* _TEXT BLOCK_:

Passing: An oddity in how it's measured in Soccer (Part I)

In my passion to better understand how soccer is statistically tracked I've come across what I would call is an oddity about the general characterization of "passing" in the world’s greatest sport. Here's the deal - go to Squawka.com, whoscored.com, reference the "Stats" tab on mlssoccer.com, or review Golazo information, and you'll notice they all provide passing information.

My intent is not to dig deep into passing details – not yet, anyway. We’ll get there in another article to follow after I get permission from OPTA to reference their F-24 definitions within their Appendices. For now here's a simple question I have as a statistical person working on soccer analysis.

What is the number of passes I should use for teams and which denominator is the right number for total passes by both teams to help determine possession percentages?

In the MLS Chalkboard you can clearly see and count passes - here's an example from a game this past week.

An important filter to note - the major term 'Distribution' is not to be clicked in creating this filter - all that is clicked is 'successful pass and unsuccessful pass'; note also that some details are provided on the types of passes  - we’ll get there in another article.

* _SUPPLIED DATA_:
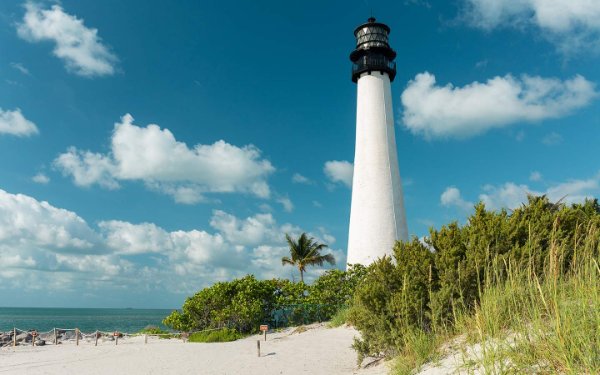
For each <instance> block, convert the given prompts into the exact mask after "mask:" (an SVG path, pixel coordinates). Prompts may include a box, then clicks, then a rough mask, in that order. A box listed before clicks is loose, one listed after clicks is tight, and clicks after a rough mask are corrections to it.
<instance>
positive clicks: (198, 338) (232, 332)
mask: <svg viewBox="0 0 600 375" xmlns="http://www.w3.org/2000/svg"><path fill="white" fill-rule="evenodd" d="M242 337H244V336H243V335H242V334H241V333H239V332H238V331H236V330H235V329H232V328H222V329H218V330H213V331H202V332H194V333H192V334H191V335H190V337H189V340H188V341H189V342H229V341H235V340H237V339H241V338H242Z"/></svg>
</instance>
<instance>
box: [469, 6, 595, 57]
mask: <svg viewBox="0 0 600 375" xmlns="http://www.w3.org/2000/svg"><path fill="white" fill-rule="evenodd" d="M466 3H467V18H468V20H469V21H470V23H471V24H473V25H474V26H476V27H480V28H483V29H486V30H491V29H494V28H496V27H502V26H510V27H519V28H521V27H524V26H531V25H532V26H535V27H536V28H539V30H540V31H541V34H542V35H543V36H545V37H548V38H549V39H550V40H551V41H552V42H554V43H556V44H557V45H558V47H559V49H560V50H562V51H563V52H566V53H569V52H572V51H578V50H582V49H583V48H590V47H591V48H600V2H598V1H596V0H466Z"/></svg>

--

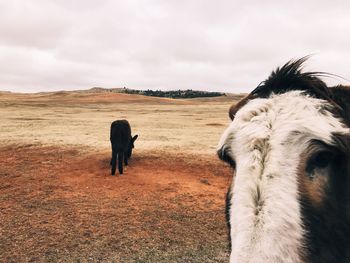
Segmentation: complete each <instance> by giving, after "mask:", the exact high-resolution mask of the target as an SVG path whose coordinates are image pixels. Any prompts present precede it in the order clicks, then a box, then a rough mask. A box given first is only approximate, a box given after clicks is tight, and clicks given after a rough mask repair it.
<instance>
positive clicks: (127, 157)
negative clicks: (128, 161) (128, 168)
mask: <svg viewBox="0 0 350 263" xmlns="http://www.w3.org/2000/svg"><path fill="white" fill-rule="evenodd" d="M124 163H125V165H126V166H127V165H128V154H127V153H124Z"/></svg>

* _WORK ITEM_: Write the next part of the article on how passing is measured in soccer, picking up right after its paragraph about the Chalkboard filter.

* _REPLY_:
Bottom line is that the MLS Chalkboard identifies 309 successful passes and 125 unsuccessful passes for a total of 434 passes attempted.

On the MLS Stat sheet - one tab over but linked here the number of passes for Chivas = 369; that number doesn't match the Chalkboard in either total, unsuccessful or successful.

For Golazo, for that same game here's their total: 369 Passes total with 75% accuracy meaning the total successful passes was 277 and unsuccessful passes totaled 92.  Not the same either.

For Squawka.com here's their total: Successful = 270 /// headers (8), throughballs (2), passes (239), long balls (21) and supposedly crosses (0) Unsuccessful = 86 /// passes (52), headers (14), long balls (20), no unsuccessful crosses or throughballs logged here?! Yet the MLS chalkboard indicates 26 unsuccessful crosses! All told that is 356 passes; those figures don't match the other data sources.

For whoscored.com here's their total: Short ball = 323, Long ball = 52, Through ball = 2, Cross = 35, for a total of 412 passes - again that figure doesn't match the other data sources.

So what's the right total?  Here’s a table to compare showing the source of data and the total passes submitted for statistical folks like us to leverage in our analysis.

MLS Chalkboard 434
MLS Statistics 369
Golazo (same as MLS Stats) 369
Squawka 356
Whoscored 412

Observations:

I have no idea what 'right' looks like here but here's what I've done to work through this issue.

I chose one source, the MLS Chalkboard, to gather and analyze statistics on passing and possession and all other things available from that data source - where other information is not offered there I reference the MLS Stats tab and Formation tab.

Why did I choose the Chalkboard?  Because it provides additional detail that shows more clarity on all the other types of passes that occur in a game.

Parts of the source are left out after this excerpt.